* **Angezeigter Text**:
---+---
30.09.2009 Man kann die unmenschliche Kälte in einem sibirischen Gulag auch als ästhetisches Phänomen beschreiben, notiert die NZZ fasziniert nach der Lektüre von Andrej Sinjawskis "Eine Stimme im Chor". Die SZ findet Boris Groys' "Einführung in die Anti-Philosophie" etwas unscharf, aber leichtfüßig. Die FAZ liest "Diese schönen Tage", einen Gedichtband der Römerin Patrizia Cavalli.

29.09.2009 Nur Lob heute! Die
NZZ schnappt nach Luft:
A.
L.
Kennedy beweist in ihrem Erzählband "Was wird" nicht nur psychologische Subtilität, sondern liefert auch
meisterhafte Naturvignetten. Der Philosoph
Michael Hampe vertieft sich in
Paul Feyerabends "Naturphilosophie". Die
FAZ freut sich über ein
Happy End in
Hanns-Josef Ortheils Roman "Die Erfindung des Lebens". Die
FR folgt den Krisen und Konflikten der
Familie Wittgenstein (
Leseprobe). Die
SZ empfiehlt
Norbert Scheuers in der
Eifel spielenden Roman "Überm Rauschen".

28.09.2009 Die FAZ freut sich über drei Bände mit Aphorismen, Prosaskizzen und Briefen von Peter Altenberg und empfiehlt die Neuübersetzung von Edward Saids "Orientalismus": lohnt die Lektüre mehr den je. Die SZ vertieft sich in zwei Bücher über die Linke und Israel.

26.09.2009 Die NZZ reist mit dem Fotografen Kurt Kaindl 3000 Kilometer entlang des ehemaligen Eisernen Vorhangs. Einfach epochal findet die SZ den chinesischen Reportageband "Fräulein Hallo und der Bauernkaiser" von Liao Yiwu. Die FAZ folgt mit Vergnügen einem frühromantischen Universalpoesieprojekt, nämlich Dietmar Daths "Sämmtlichen Gedichten" (nein, das ist kein Tippfehler). Froh verkündet sie auch die Auferstehung des Herrn Brenner.
---+---
[Auszüge aus Zeigedaten]

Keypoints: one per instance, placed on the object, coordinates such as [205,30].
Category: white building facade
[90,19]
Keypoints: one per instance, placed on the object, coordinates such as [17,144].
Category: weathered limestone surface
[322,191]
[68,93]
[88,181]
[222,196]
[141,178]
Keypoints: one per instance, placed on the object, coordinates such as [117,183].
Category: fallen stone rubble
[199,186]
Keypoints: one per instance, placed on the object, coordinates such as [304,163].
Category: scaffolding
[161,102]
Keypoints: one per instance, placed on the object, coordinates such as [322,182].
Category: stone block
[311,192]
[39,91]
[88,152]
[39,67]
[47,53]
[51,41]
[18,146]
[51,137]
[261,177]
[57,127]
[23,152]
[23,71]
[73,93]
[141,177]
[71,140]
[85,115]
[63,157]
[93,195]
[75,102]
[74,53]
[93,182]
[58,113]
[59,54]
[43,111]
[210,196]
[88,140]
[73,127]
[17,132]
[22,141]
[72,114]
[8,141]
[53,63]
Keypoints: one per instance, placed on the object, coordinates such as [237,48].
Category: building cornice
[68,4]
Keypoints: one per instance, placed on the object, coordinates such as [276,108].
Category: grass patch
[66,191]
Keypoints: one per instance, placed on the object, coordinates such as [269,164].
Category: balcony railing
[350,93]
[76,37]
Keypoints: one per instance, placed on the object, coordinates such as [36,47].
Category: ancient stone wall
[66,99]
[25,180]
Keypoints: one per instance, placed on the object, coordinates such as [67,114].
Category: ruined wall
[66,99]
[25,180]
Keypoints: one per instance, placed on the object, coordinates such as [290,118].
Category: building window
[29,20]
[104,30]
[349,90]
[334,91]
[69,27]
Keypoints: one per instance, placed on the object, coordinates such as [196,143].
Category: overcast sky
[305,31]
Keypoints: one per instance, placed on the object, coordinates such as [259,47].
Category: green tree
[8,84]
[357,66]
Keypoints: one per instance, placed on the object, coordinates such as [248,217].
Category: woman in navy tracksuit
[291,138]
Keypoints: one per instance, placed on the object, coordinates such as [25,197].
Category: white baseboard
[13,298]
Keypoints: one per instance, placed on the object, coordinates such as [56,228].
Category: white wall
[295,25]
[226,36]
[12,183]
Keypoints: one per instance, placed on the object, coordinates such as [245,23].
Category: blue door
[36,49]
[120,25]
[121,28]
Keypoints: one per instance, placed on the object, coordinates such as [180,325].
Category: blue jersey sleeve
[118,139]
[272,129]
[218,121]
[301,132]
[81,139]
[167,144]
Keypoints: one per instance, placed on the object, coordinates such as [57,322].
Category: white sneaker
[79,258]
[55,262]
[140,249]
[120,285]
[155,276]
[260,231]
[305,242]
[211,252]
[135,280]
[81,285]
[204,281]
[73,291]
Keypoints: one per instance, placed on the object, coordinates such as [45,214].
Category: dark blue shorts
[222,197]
---+---
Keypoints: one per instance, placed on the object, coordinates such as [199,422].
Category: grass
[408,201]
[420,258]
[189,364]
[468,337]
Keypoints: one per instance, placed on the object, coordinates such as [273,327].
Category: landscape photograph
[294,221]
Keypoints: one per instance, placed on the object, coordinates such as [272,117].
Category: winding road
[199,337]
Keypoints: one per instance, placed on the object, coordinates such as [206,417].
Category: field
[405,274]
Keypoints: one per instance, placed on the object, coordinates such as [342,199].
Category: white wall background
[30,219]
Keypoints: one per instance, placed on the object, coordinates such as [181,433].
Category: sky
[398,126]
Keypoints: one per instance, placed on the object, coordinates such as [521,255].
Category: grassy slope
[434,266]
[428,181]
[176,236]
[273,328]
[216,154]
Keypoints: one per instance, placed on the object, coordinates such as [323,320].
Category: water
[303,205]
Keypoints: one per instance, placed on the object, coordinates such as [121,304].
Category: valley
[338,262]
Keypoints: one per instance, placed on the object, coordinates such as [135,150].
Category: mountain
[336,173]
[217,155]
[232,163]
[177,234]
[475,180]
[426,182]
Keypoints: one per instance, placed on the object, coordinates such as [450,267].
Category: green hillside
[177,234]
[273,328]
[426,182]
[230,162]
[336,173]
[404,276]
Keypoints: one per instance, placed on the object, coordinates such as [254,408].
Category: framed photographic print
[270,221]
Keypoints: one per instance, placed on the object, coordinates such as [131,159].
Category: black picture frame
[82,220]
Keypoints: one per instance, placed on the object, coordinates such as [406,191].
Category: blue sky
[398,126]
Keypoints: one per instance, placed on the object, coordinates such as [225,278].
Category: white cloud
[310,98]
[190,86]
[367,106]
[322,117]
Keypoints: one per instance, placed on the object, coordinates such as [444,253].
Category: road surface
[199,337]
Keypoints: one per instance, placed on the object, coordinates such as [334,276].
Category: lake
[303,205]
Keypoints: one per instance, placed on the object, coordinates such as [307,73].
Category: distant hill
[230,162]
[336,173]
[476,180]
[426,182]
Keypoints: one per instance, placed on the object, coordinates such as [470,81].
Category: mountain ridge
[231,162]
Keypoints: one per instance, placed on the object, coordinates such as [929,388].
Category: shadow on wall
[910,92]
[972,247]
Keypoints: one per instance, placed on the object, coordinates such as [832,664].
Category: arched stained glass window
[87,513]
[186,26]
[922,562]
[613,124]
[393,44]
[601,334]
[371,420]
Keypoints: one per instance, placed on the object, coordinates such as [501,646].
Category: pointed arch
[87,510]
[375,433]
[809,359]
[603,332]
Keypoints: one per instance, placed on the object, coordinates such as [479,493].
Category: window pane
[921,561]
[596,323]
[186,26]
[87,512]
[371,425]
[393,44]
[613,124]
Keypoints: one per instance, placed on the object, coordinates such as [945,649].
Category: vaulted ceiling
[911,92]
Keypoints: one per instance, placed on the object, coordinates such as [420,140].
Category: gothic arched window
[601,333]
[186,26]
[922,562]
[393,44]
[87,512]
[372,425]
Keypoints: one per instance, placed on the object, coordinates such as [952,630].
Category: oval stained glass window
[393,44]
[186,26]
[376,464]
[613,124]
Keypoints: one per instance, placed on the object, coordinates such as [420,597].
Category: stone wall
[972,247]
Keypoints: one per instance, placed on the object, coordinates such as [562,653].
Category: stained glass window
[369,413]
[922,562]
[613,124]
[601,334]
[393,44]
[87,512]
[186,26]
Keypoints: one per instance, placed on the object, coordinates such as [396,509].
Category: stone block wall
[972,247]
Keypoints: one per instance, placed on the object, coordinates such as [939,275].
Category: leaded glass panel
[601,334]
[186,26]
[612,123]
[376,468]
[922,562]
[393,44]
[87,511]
---+---
* **Aufgabe 1**:
Wie viele Kilometer reist die NZZ laut der Presseschau mit dem Fotografen Kurt Kaindl entlang des ehemaligen Eisernen Vorhangs?
* **Aufgabe 2**:
Gib aus der Presseschau die Stelle wortgetreu wieder, beginnend bei „26.09.2009 Die NZZ“ und endend bei „des Herrn Brenner.“.
* **Aufgabe 3**:
Warum schnappt die NZZ laut der Presseschau nach Luft?

* **Vollständige Ausgabe 1**:
3000 Kilometer.

* **Vollständige Ausgabe 2**:
26.09.2009 Die NZZ reist mit dem Fotografen Kurt Kaindl 3000 Kilometer entlang des ehemaligen Eisernen Vorhangs. Einfach epochal findet die SZ den chinesischen Reportageband "Fräulein Hallo und der Bauernkaiser" von Liao Yiwu. Die FAZ folgt mit Vergnügen einem frühromantischen Universalpoesieprojekt, nämlich Dietmar Daths "Sämmtlichen Gedichten" (nein, das ist kein Tippfehler). Froh verkündet sie auch die Auferstehung des Herrn Brenner.

* **Vollständige Ausgabe 3**:
A. L. Kennedy beweist in ihrem Erzählband „Was wird“ nicht nur psychologische Subtilität. Sie liefert auch meisterhafte Naturvignetten.